WRITTEN EXERCISE
Return the records exactly as they are.

DATA
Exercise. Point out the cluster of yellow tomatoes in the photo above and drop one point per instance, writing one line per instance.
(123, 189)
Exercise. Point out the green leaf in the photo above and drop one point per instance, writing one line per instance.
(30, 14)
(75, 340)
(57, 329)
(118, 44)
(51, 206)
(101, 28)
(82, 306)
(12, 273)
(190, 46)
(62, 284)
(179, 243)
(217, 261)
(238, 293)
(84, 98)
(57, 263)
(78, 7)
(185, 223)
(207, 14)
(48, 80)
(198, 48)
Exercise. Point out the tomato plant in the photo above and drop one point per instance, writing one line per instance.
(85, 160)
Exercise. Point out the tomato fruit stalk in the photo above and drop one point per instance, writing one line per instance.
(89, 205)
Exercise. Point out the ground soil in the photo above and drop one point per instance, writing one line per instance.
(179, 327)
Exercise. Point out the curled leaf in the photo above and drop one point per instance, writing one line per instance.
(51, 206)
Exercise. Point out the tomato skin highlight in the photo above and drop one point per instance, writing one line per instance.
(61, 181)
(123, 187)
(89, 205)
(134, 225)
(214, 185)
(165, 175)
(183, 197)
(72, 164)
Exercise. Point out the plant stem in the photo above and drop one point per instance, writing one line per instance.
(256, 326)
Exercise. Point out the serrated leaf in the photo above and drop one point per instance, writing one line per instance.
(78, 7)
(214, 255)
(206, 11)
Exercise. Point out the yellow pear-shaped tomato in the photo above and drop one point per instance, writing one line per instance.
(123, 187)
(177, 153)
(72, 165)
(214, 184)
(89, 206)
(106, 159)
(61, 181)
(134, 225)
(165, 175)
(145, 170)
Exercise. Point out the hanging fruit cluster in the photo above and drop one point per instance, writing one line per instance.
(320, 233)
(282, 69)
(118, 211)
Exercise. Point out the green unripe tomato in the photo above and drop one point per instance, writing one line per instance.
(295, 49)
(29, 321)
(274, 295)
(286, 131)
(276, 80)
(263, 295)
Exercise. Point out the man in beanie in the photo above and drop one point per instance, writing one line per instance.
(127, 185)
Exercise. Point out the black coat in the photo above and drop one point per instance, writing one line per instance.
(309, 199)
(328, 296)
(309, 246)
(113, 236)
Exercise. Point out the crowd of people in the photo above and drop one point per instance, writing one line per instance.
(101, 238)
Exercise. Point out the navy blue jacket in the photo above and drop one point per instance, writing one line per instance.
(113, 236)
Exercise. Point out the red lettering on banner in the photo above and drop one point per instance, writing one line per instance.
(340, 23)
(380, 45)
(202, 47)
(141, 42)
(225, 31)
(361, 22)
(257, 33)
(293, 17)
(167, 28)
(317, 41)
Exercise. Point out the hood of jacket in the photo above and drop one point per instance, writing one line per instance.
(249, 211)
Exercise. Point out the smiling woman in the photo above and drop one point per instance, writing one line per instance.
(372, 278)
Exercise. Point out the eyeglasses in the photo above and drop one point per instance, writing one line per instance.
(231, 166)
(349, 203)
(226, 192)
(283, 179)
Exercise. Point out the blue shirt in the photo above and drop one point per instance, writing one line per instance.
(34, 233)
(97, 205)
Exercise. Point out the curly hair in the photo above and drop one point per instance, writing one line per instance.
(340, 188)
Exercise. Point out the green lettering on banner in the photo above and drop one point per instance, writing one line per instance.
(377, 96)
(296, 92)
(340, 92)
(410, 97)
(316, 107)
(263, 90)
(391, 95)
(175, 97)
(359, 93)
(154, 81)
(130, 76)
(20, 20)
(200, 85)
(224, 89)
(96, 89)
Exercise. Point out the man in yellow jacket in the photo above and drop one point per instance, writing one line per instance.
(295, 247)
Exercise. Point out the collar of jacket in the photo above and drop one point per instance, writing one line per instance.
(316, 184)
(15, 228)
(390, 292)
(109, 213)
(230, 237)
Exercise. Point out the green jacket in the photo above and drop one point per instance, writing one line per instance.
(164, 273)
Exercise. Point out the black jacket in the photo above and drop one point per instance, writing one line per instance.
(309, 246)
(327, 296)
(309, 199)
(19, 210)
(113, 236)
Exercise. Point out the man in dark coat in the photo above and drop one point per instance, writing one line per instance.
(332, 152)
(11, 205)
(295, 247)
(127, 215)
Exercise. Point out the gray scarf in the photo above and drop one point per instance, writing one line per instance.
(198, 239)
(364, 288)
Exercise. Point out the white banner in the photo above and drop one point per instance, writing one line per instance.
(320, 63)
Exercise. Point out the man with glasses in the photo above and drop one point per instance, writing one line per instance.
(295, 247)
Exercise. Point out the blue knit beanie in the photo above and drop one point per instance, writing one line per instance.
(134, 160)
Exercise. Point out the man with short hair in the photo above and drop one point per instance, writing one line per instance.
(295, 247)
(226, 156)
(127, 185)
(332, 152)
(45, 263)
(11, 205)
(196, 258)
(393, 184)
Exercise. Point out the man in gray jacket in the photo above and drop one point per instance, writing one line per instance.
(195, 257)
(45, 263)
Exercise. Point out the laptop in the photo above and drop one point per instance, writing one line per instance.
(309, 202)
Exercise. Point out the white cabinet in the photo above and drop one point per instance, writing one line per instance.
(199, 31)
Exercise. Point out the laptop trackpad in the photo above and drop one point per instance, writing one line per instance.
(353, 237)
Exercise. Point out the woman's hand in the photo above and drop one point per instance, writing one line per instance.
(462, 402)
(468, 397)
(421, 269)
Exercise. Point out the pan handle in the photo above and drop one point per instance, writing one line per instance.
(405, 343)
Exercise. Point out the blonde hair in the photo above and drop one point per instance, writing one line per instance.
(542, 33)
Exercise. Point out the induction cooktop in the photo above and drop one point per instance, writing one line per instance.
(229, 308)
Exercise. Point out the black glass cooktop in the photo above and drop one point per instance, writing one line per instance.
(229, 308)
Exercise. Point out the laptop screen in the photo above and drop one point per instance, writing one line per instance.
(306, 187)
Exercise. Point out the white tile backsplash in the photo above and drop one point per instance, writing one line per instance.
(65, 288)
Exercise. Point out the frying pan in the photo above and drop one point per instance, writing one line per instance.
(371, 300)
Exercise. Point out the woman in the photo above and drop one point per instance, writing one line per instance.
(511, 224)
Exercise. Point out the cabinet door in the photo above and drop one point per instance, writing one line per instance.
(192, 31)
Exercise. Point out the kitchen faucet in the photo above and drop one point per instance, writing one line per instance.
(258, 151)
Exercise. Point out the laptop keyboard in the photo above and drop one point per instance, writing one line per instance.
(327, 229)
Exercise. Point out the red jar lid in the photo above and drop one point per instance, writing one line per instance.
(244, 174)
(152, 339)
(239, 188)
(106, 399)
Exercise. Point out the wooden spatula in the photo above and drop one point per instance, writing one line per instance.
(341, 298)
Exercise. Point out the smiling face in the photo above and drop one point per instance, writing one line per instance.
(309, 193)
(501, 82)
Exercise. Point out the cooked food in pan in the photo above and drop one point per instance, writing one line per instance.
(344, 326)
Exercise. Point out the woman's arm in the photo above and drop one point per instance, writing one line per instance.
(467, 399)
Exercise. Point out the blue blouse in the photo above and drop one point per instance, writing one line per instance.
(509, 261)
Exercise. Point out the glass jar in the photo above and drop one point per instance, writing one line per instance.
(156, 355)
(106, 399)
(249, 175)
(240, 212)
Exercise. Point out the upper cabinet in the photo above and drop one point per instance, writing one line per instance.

TASK ANSWER
Exercise. Point out the cluster of yellow tomatoes in the photo above and drop one point per instance, writing one line per instance.
(123, 189)
Exercise. Point out the green leaf in the photo above and drop one point per instance, writing one line per instance.
(30, 14)
(75, 340)
(57, 329)
(118, 44)
(51, 206)
(101, 28)
(82, 306)
(12, 273)
(190, 46)
(62, 284)
(179, 243)
(217, 261)
(238, 293)
(84, 98)
(57, 263)
(78, 7)
(185, 223)
(207, 14)
(48, 80)
(198, 48)
Exercise. Point out the tomato plant in the photo above and drop one point per instance, writing one line per instance.
(85, 160)
Exercise. Point out the tomato fruit stalk in the photo above and drop one point per instance, writing one line per instance.
(89, 205)
Exercise. Point out the ground soil in the photo above and drop one point per instance, writing one line per instance.
(179, 327)
Exercise. Point out the curled leaf in the photo above and drop one point per instance, writing one line per instance.
(51, 206)
Exercise. Point out the tomato skin highlight in the photo above and drop one point per instance, writing one line per instance.
(61, 181)
(123, 187)
(89, 205)
(134, 225)
(214, 185)
(165, 175)
(183, 197)
(72, 164)
Exercise. Point out the plant stem in the photo above and drop one point per instance, writing one line per instance.
(256, 326)
Exercise. Point out the serrated leaf in the photo above and drop one point per instance, writing one line per instance.
(78, 7)
(214, 255)
(206, 11)
Exercise. Point out the yellow pear-shaped tomato in the photo above and drop one point per instance, writing one line per instance.
(123, 187)
(177, 153)
(72, 165)
(214, 184)
(89, 206)
(106, 159)
(61, 181)
(134, 225)
(165, 175)
(145, 170)
Exercise. Point out the hanging fruit cluster in the photo above and drop one point per instance, writing one line per instance.
(320, 233)
(282, 69)
(118, 211)
Exercise. Point out the green unripe tomato in the photo above and drop one point per instance, writing one line per instance.
(295, 49)
(29, 321)
(274, 295)
(286, 131)
(276, 80)
(263, 295)
Exercise. Point out the man in beanie in the photo above and drop one point per instance, writing one line per instance.
(127, 185)
Exercise. Point out the black coat in the photo above and drop one point per instance, writing one line per instance.
(309, 199)
(328, 296)
(309, 246)
(113, 236)
Exercise. Point out the crowd of people in the photo above and drop one point per instance, writing one line per instance.
(101, 238)
Exercise. Point out the navy blue jacket in the photo above and drop one point per instance, writing one line per instance.
(113, 236)
Exercise. Point out the red lettering on banner in the photo above and drop one point per instance, writing one line per instance.
(340, 23)
(380, 45)
(202, 47)
(141, 42)
(225, 31)
(361, 22)
(257, 33)
(293, 17)
(167, 28)
(317, 41)
Exercise. Point out the hood of jacket in the photo above and drop one point per instance, writing one line per instance.
(249, 211)
Exercise. Point out the smiling woman in the photo above and drop one point per instance, writing one line per instance.
(372, 278)
Exercise. Point out the eyeglasses in the photo above and drop one point per instance, writing one line per instance.
(231, 166)
(349, 203)
(226, 192)
(283, 179)
Exercise. Point out the blue shirt in the photo above and drop one point per instance, writing one line per instance.
(34, 233)
(97, 205)
Exercise. Point out the curly hair in the photo above and drop one point per instance, writing one line per instance.
(340, 188)
Exercise. Point out the green lettering on banner in the photo above and drop one point per instance, writing one line per instance.
(377, 96)
(296, 92)
(340, 92)
(410, 97)
(316, 107)
(263, 90)
(391, 95)
(175, 97)
(359, 93)
(154, 81)
(130, 76)
(20, 20)
(200, 85)
(224, 89)
(96, 89)
Exercise. Point out the man in yellow jacket in the photo above and drop one point per instance, writing one line per instance.
(295, 247)
Exercise. Point out the collar of jacket in the photo above and drop one point per instance, writing one line per instance.
(316, 184)
(15, 228)
(390, 292)
(109, 213)
(230, 237)
Exercise. Point out the green jacket in the photo above and drop one point per instance, writing one line per instance.
(164, 273)
Exercise. Point out the black jacket in the photo above and drop one point per instance, writing one line per instance.
(309, 246)
(327, 296)
(309, 199)
(19, 210)
(113, 236)
Exercise. Point out the man in dark coat in the photo above and drop one point per instance, writing one line per instance.
(332, 152)
(11, 205)
(295, 247)
(127, 215)
Exercise. Point out the gray scarf in the photo above and drop one point per instance, writing one line per instance.
(198, 239)
(364, 288)
Exercise. Point out the white banner in the photo above and drop one point per instance, writing one line per instance.
(320, 63)
Exercise. Point out the man with glasses in the photo above and drop one point per instance, writing one line per instance.
(295, 247)
Exercise. Point out the blue knit beanie in the photo above and drop one point per instance, writing one line per instance.
(134, 160)
Exercise. Point out the man with short hair in the photo above and drop one point per instance, writing one line per instance.
(295, 247)
(226, 156)
(127, 185)
(332, 152)
(45, 263)
(11, 205)
(196, 258)
(393, 184)
Exercise. Point out the man in gray jacket in the photo above and drop one point per instance, writing one line per instance.
(195, 257)
(45, 263)
Exercise. Point out the laptop in the photo above and drop one point per instance, writing one line per instance.
(309, 202)
Exercise. Point out the white cabinet in the photo above and drop one point per instance, writing one line per instance.
(199, 31)
Exercise. Point out the laptop trackpad in the photo above and drop one point per instance, writing one line per instance.
(353, 237)
Exercise. Point out the woman's hand in the photo above and drop one point per instance, writing one line per instance.
(462, 402)
(468, 397)
(421, 269)
Exercise. Point out the pan handle in the photo above and drop one point per instance, writing one line per instance.
(405, 343)
Exercise. Point out the blonde hair in the photo above and drop one point per instance, writing one line per instance.
(542, 33)
Exercise. Point out the induction cooktop in the photo above and drop one point per instance, writing one line per instance.
(229, 308)
Exercise. Point out the black glass cooktop in the photo above and drop one point per instance, writing one line per instance.
(229, 308)
Exercise. Point out the laptop screen in the photo above and drop one point per instance, writing one line per instance.
(306, 187)
Exercise. Point out the white tile backsplash in the photo above and drop one point per instance, writing one line per instance.
(65, 288)
Exercise. Point out the frying pan in the photo above and drop one point per instance, writing one line per instance.
(371, 300)
Exercise. Point out the woman in the photo above and drop one point per instance, writing one line per instance.
(511, 224)
Exercise. Point out the cabinet door in the photo above and drop one point per instance, writing one line per instance.
(192, 31)
Exercise. Point out the kitchen faucet in the photo above and drop one point per instance, writing one line per instance.
(258, 151)
Exercise. Point out the laptop keyboard in the photo above and drop one point per instance, writing one line per instance.
(327, 229)
Exercise. Point out the red jar lid in the photo above and drop one point per instance, writing one line per instance.
(244, 174)
(152, 339)
(239, 188)
(106, 399)
Exercise. Point out the wooden spatula in the photo above and drop one point per instance, writing one line per instance.
(341, 298)
Exercise. Point out the smiling face in the photo above and drop one point per instance, writing one line per instance.
(309, 193)
(501, 82)
Exercise. Point out the cooked food in pan in the photo above and drop one point per instance, writing one line per instance.
(344, 326)
Exercise. Point out the woman's arm in the photo above and drop one point per instance, writing one line per instance.
(467, 399)
Exercise. Point out the blue blouse in the photo above and drop one point per instance, writing one line per instance.
(509, 261)
Exercise. Point out the glass jar in the photo above and drop one point per instance, writing one line per instance.
(156, 355)
(106, 399)
(249, 175)
(240, 212)
Exercise. Point out the upper cabinet in the photo above and drop one point per instance, writing one line per instance.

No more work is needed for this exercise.